GIVEN TEXT

** START **

When the string is a palindrome of even length like deed
, the new regex first tries all permutations of the first alternative. The second alternative “evenword” is attempted only after the first alternative fails to find a match.
The second alternative starts off in the same way as the original regex. The group “evenletter” matches d
. During three consecutive recursions, the group captures e
, e
, and d
. The fourth recursion fails, because there are no characters left to match. Back in the third recursion, the regex engine notes that recursive call (?P>evenword)?
is optional. It proceeds to the backreference \k'evenletter'
. The backreference fails because there are no characters left in the string. Since the recursion has no further alternatives to try, it is backtracked. The group “evenletter” must give up its most recent match and PCRE exits from the failed third recursion.
In the second recursion, the backreference fails because the capturing group matched e
during that recursion but the next character in the string is d
. The group gives up another match and PCRE exits from the failed second recursion.
Back in the first recursion, the backreference succeeds. The group matched the first e
in the string during that recursion and the backreference matches the second. PCRE exits from the successful first recursion.
Back in the overall match attempt, the backreference succeeds again. The group matched the d
at the start of the string during the overall match attempt, and the backreference matches the final d
. Exiting the groups “evenword” and “word”, the word boundary matches at the end of the string. deed
is the overall match.

** END **

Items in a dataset
** START **

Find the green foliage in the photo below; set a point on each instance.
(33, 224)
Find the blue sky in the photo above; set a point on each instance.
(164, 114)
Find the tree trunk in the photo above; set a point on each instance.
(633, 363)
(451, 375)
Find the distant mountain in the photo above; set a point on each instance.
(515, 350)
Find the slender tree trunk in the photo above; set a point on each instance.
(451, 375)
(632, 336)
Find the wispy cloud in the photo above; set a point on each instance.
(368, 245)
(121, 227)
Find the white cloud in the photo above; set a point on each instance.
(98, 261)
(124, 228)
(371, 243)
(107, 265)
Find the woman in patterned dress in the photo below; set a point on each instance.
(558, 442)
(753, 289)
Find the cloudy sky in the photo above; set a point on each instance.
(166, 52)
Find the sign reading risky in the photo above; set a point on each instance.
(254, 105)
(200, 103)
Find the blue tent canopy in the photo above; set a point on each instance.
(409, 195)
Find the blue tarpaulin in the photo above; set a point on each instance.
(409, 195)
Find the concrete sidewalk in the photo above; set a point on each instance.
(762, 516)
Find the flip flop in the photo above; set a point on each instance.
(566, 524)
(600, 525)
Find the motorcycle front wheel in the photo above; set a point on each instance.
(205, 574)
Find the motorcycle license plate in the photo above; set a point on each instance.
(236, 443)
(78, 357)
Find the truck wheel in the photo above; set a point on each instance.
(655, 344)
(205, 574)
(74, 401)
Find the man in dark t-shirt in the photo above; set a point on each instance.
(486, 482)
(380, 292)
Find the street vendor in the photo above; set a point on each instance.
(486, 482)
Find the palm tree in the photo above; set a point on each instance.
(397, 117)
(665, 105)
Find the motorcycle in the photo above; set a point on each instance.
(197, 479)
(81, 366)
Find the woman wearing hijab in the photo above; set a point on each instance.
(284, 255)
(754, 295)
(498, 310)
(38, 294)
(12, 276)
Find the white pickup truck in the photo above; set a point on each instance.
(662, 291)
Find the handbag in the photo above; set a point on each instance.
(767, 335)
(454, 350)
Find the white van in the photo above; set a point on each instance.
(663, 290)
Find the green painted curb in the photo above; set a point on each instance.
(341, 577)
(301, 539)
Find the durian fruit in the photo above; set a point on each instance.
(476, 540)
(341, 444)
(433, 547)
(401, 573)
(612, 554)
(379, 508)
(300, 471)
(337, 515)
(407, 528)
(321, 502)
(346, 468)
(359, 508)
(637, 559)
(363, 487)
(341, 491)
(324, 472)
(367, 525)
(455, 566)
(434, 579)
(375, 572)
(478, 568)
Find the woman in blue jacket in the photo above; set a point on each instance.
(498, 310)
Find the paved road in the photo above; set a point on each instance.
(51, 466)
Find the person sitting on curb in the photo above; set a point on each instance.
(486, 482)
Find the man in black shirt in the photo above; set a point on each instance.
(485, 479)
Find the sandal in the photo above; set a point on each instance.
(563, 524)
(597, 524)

** END **
** START **

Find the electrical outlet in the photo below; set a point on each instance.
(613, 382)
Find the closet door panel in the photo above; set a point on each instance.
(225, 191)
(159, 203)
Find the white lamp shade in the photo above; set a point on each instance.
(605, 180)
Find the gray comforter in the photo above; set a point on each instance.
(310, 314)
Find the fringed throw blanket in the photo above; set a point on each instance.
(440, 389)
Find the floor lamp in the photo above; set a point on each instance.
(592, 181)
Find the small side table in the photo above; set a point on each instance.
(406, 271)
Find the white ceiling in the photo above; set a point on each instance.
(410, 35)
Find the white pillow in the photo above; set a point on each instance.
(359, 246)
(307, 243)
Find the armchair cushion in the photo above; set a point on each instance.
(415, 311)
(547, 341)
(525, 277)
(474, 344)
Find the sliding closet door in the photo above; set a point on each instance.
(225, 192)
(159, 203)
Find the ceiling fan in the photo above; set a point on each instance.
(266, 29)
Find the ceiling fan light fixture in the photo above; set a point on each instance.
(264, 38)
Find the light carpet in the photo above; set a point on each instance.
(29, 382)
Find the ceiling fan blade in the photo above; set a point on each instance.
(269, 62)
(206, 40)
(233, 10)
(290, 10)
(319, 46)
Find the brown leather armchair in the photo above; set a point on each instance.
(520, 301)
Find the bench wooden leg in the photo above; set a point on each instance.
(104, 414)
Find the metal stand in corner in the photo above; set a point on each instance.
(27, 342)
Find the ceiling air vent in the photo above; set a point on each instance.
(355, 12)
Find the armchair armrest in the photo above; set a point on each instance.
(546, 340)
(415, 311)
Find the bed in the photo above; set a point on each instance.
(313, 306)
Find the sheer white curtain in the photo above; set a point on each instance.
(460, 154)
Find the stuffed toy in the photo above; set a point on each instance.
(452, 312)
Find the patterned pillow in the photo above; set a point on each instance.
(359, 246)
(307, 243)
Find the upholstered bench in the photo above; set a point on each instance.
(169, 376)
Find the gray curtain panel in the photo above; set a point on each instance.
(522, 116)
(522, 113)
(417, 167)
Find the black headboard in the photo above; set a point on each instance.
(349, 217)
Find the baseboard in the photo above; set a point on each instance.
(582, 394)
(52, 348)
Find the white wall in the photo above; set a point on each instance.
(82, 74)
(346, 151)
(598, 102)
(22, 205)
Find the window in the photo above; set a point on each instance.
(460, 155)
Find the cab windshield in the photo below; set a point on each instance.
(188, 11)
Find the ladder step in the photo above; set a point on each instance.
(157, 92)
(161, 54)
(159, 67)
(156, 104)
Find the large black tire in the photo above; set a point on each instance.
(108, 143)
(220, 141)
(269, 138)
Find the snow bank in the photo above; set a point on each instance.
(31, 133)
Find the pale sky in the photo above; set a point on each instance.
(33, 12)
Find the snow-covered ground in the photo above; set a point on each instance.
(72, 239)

** END **

REQUEST
Edit the regex passage between "When the string" and "failed third recursion.", inclusive, replacing "regex engine" with "pattern matcher" wherever it occurs. The items are a separate set of material from the regex passage.

TASK RESULT
When the string is a palindrome of even length like deed
, the new regex first tries all permutations of the first alternative. The second alternative “evenword” is attempted only after the first alternative fails to find a match.
The second alternative starts off in the same way as the original regex. The group “evenletter” matches d
. During three consecutive recursions, the group captures e
, e
, and d
. The fourth recursion fails, because there are no characters left to match. Back in the third recursion, the pattern matcher notes that recursive call (?P>evenword)?
is optional. It proceeds to the backreference \k'evenletter'
. The backreference fails because there are no characters left in the string. Since the recursion has no further alternatives to try, it is backtracked. The group “evenletter” must give up its most recent match and PCRE exits from the failed third recursion.